- [Your goal]
Extend the article on Facebook's first-quarter earnings from the point where it stops.

Facebook smashed it.

The social-network giant beat expectations when it reported its first-quarter earnings on Wednesday, sending stock soaring in after-hours trading by 8% to an all-time high. The growth comes off the back of the company’s strong mobile business.

CEO Mark Zuckerberg is also proposing a new share structure that will allow him to give away the majority of his fortune to charity while retaining voting control of the company.

Analysts are responding uniformly positive to the news, raising their price targets for the company as they reiterate overweight/buy ratings across the board.

We’ve rounded up a selection of reactions from analysts — but first, here are the key numbers, via Business Insider’s Jillian D’Onfro:

  • Earnings per share: $0.77 versus $0.62 expected.
  • Revenue: $5.38 billion versus $5.25 billion expected, up 52% year-over-year. Ad revenue is up 57% year-over-year.
  • Monthly active users: 1.65 billion versus 1.62 billion expected.

- [Provided material]
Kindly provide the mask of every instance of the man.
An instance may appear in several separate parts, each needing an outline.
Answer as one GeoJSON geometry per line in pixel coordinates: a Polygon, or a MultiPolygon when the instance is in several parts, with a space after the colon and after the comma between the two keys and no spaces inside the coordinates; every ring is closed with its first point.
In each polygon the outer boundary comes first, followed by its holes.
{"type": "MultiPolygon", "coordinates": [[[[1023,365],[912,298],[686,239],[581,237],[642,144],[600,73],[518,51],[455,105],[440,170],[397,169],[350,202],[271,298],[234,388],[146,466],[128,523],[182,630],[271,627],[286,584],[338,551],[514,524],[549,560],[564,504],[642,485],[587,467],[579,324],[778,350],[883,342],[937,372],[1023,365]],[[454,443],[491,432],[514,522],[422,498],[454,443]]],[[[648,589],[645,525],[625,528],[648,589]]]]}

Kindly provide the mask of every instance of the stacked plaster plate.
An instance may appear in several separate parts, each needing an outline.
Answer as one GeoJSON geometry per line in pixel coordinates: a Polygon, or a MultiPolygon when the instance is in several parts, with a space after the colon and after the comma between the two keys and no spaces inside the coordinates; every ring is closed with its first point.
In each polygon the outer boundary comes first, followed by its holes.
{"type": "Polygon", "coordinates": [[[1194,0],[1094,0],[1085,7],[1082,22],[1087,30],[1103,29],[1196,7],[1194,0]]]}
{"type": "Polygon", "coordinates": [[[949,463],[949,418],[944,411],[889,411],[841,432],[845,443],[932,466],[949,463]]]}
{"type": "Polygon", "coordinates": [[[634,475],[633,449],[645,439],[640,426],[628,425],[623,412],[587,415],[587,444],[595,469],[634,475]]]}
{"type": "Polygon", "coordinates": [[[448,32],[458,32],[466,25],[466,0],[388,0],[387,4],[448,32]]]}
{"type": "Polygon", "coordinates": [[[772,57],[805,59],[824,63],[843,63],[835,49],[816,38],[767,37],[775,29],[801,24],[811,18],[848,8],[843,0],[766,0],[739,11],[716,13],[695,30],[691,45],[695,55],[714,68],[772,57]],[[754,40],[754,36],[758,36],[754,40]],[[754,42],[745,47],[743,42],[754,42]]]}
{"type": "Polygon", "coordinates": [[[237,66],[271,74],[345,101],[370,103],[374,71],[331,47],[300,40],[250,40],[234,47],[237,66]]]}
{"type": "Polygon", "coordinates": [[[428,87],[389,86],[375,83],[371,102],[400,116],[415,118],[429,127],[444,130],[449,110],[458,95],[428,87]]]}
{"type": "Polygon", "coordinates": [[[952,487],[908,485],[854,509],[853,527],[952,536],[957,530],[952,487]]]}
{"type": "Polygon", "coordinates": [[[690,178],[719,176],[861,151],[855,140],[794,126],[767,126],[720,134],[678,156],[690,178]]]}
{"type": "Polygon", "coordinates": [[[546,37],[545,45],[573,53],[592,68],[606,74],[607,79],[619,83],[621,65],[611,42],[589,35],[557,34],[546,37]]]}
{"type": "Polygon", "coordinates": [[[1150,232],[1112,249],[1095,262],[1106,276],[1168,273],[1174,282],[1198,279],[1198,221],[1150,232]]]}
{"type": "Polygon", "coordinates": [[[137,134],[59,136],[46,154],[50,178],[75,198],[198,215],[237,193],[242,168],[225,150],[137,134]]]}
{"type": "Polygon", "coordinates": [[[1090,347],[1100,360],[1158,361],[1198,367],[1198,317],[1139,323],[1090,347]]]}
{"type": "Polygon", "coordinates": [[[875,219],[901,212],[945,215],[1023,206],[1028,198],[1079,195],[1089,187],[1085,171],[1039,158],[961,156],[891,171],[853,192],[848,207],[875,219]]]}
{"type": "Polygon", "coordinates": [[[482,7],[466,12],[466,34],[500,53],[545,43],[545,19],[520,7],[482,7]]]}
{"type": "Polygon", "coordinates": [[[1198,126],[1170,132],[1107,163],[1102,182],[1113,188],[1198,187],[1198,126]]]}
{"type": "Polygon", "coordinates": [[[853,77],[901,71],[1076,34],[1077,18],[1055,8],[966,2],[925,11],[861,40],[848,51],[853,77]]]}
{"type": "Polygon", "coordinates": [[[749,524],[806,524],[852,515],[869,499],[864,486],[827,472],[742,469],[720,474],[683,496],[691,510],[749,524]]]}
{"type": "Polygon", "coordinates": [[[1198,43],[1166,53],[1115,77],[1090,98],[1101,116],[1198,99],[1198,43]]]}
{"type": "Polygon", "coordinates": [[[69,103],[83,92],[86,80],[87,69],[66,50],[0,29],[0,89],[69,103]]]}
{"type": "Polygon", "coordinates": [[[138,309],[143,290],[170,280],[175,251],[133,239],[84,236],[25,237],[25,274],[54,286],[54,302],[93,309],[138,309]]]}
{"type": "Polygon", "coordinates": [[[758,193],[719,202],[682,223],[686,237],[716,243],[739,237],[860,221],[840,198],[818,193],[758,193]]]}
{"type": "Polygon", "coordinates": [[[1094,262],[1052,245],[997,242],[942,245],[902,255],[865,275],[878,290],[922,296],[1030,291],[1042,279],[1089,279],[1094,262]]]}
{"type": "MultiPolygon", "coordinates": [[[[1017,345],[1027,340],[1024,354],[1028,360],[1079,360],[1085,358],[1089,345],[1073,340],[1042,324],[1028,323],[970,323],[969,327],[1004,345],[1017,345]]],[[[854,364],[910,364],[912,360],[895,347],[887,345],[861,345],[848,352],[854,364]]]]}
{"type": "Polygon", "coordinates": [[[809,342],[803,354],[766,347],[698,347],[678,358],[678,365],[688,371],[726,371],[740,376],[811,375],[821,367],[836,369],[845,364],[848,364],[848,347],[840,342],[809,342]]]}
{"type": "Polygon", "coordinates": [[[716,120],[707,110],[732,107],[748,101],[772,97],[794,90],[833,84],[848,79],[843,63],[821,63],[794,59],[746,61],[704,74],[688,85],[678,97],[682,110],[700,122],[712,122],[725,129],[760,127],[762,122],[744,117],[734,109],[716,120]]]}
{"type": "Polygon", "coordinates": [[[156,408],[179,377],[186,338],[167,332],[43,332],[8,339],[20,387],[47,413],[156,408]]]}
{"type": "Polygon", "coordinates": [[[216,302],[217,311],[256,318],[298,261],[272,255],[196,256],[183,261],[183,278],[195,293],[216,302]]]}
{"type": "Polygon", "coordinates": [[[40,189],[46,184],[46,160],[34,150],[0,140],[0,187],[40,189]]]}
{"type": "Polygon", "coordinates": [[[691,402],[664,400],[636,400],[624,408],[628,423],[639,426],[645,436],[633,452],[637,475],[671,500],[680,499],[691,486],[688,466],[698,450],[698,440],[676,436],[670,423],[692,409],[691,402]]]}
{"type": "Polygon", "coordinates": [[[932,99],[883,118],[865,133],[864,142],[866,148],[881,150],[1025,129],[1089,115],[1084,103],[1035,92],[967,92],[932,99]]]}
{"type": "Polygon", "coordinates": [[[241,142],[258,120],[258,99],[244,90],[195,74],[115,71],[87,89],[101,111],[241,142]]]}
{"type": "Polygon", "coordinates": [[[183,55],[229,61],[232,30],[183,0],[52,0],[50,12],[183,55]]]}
==
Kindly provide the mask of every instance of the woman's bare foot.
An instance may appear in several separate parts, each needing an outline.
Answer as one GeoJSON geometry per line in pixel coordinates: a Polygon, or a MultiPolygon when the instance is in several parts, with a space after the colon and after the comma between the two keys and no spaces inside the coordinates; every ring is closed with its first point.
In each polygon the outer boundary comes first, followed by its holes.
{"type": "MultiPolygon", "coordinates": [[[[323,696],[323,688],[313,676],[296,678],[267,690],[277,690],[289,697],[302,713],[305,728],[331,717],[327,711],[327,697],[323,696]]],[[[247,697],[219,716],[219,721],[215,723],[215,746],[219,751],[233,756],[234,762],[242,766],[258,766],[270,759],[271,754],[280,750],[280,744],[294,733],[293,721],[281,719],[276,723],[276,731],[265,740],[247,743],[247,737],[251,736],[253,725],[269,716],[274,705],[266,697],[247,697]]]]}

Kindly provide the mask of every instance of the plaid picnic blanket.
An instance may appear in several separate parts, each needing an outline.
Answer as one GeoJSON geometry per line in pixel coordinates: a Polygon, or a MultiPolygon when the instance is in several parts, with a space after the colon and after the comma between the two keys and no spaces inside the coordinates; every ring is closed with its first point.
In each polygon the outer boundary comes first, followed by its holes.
...
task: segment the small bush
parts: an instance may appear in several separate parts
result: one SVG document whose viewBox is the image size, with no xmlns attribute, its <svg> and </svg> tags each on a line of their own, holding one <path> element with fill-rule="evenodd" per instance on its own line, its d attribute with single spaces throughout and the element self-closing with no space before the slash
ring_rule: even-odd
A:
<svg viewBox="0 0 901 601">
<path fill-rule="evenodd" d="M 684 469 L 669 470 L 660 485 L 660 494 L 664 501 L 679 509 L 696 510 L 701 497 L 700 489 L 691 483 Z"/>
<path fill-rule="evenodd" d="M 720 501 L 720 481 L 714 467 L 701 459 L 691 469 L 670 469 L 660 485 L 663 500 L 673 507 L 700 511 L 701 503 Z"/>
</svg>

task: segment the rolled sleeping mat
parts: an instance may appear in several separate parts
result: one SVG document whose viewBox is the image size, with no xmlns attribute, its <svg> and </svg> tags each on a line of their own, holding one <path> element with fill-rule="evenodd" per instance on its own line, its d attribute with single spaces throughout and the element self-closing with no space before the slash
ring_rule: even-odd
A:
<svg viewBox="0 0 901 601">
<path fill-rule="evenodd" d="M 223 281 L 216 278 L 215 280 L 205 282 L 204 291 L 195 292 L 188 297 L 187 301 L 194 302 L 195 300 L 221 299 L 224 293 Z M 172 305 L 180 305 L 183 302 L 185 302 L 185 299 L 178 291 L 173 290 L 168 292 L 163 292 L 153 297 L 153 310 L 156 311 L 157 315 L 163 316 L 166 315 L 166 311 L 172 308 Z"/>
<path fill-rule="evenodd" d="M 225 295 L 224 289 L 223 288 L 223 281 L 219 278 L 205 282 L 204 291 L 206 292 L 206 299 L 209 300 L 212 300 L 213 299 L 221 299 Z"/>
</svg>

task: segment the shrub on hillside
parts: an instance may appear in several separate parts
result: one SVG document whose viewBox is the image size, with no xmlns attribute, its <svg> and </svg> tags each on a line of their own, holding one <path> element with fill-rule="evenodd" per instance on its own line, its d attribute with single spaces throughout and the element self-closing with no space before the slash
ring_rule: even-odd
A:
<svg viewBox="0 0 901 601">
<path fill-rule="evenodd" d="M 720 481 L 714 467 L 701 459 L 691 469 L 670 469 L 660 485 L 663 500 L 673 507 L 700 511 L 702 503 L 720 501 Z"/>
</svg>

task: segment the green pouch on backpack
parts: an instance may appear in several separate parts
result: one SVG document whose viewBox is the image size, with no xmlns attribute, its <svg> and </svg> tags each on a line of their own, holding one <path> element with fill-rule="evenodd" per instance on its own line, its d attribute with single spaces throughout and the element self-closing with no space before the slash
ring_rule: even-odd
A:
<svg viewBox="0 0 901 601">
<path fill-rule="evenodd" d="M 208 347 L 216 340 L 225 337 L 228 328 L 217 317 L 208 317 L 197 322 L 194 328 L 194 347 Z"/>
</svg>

- [Response area]
  • Daily active users: 1.09 billion on average for March. This quarter, 66% of Facebook’s monthly active users were daily active users, which is up from 65% during the same period last year.
  • Total costs and expenses were $3.37 billion, up 29% year-over-year, and capital expenditures were $1.13 billion.
  • Free cash flow for the first quarter of 2016 was $1.85 billion.
  • Facebook has 13,600 employees, up 35% from the same time last year.
  • Most of Facebook’s revenue comes from North America and Europe, with only about 24% ($1.3 billion) coming from Asia-Pacific and the rest of the world. But those areas account for 66% of its monthly active users. The average revenue per user in those regions is still tiny, compared to in the US: $1.56 and $0.91, respectively, versus $12.43 and $3.98 in the US and Europe.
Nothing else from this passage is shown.